→ SOURCE PASSAGE

By Jesse Jost
When you pause to consider all the ways life can take a tragic turn, it can be terrifying: Rare medical disease, cancer, accidents, financial ruin, chronic pain, sudden physical disability, brutal nature events, economic collapse… you get the idea.
If you’re like me, you manage to block out most of these harsh realities, but occasionally one of these items starts to feel like a plausible and imminent threat. Once the emotional brain is triggered, it becomes a near impossible battle to find reassurance.
We think about God’s power and try to tell ourselves: a good God wouldn’t let this bad thing happen to me, would He? Then you remember that He HAS allowed such tragedies and far worse to happen to millions of other people, so why should I get to be the exception? And so the anxious torment wheel rolls on.
However, Jesus and the Apostles command us firmly to not be anxious about anything.
What truths can combat the vicious mental cycles of fear and anxiety?
These are the truth combinations that calm my troubled mind:
1. God is completely Sovereign over even the smallest details of life.
He controls the big things like the rise and fall of nations. But also the small things like the roll of the dice and the death of a sparrow. He counts the hairs on our head. No purpose of His can be thwarted.
Everything that comes to us requires His permission. Nothing can happen to us that He does not allow for His purposes.
Nonetheless, we see that this truth does not guarantee that bad things won’t happen to us and the anxious thoughts continue. Which is why we need truth ingredient number 2.
2. The God of all comforts goes with us through every trial.
When we imagine the horrible things that could befall us or we hear of tragedy on the news, it’s easy to imagine the horror and the agony of such misfortune. The imagination station of our mind can simulate how atrocious such possible events would be and we turn our thoughts into a torture chamber.
However, our simulation of the future lacks a key element: The comforting grace of God.
The Bible calls God the “The God of all comfort” and “The Father of mercies.” When life hurts, God’s spirit can bring calm refreshing and comfort for the soul like nothing else can.
In fact, suffering saints throughout history have testified that some of the most meaningful and rich experiences of the soul-thrilling presence of God have come in the midst of severe trials. Most people I know would not trade this experience of God for anything.
I need to add a caveat: this experience of God is not automatic. We can suffer horribly alone when we ignore God or stay in angry rebellion. But He is always with us, reaching out with His comforting arms.
3. God works all things for the good of those who love Him.
God may allow unspeakable tragedy and injustice to happen to us. But the promise is that even when we cannot see a purpose, or how good could come from this, God is already at work bringing something beautiful from the pain.
If we are surrendered to God, we will someday see the wisdom of His master plan and enjoy the benefits of the good He brings from evil and tragedy.
4. To find peace we must surrender to His will.
God promises to work all things for good. But I must warn you that He defines good differently than we do.

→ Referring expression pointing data
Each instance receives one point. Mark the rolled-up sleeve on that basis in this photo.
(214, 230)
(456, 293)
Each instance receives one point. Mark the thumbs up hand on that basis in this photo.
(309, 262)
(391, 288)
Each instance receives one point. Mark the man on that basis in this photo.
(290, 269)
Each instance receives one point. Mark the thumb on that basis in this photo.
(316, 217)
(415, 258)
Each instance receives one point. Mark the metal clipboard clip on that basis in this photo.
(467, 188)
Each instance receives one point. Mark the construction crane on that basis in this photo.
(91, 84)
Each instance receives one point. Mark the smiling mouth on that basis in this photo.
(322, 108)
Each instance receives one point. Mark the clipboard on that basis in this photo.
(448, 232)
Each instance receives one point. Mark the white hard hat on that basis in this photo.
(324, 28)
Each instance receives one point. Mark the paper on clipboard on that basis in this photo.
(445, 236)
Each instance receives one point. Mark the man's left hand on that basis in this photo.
* * *
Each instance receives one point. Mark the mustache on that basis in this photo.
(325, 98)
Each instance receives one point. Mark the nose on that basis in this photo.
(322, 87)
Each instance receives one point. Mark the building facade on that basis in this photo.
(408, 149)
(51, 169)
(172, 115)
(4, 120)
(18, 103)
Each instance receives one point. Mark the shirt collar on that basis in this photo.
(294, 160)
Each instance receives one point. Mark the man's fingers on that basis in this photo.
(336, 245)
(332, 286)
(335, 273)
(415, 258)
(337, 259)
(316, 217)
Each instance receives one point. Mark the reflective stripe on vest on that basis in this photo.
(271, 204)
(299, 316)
==
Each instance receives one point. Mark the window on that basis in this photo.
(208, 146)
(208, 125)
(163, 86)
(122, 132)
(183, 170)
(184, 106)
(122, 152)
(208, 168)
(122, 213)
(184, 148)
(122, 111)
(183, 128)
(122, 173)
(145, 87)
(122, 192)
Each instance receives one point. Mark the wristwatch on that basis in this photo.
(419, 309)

→ TASK INSTRUCTIONS
1 – In the article on anxiety, rewrite the paragraph beginning "He controls the big things" as a bulleted list that keeps its main facts.
2 – Write the next part of the article on anxiety, picking up after its last sentence.
The listing is separate material and has nothing to do with the article on anxiety.

→ EXPECTED RESULTS
1 –
- God controls big things, such as the rise and fall of nations.
- He also controls small things, such as the roll of the dice and the death of a sparrow.
- He counts the hairs on our head.
- None of His purposes can be thwarted.

2 –
We want comfort and ease, blessing and prosperity. God, however, sees the spiritual dangers of too much comfort and financial success.
The real danger we face is a heart that wanders from God and turns to enslaving idols. God longs for us to not just have the good of the immediate thrill and emotional high. He also longs for us to have the eternal good of a restored relationship with Him and the unending thrill of worshiping His majestic holiness.
God rules completely over this entire universe. There is not a molecule outside His control. Nothing happens outside His sovereign decree. But His purposes for His rule are often different than ours.
He has revealed in His Word that His sovereign purposes are to glorify Himself, to make us like Christ, and to expand the kingdom of those reconciled to Himself.
When you find yourself in the midst of suffering the way to find peace and comfort is to surrender to His wise purposes. Ask God these three questions and listen for His guidance:
1. How Can God be glorified in this?
Rather than looking for how the trial can be stopped, be alert for how God will use to this to reveal Himself and put His glory on display.
2. How can this make me more like Jesus?
Ask God to show you where He wants to grow your character, or where He wants to set you free from harmful attitudes or habits.
3. How can this advance the Gospel?
Be alert for the divine appointments that come from the frustrations and setbacks of life. Tragedy, and even injustice, open the door to connection with other hurting people that might not have happened otherwise.
Use these connections to share the hope of Christ and your testimonies of God’s faithfulness.
One final truth:
Jesus so lovingly commands us not to worry about tomorrow. Each day has enough troubles to take care of. When you find Satan tormenting you with future possible scenarios, ask if there is an action you can take today to prevent it. If it’s outside of your control, give it to God and focus your strength on the tasks of today.
But in all things live in the moment with praise of God’s wisdom, power, and love, and in gratitude for the abundance of blessings He has given you.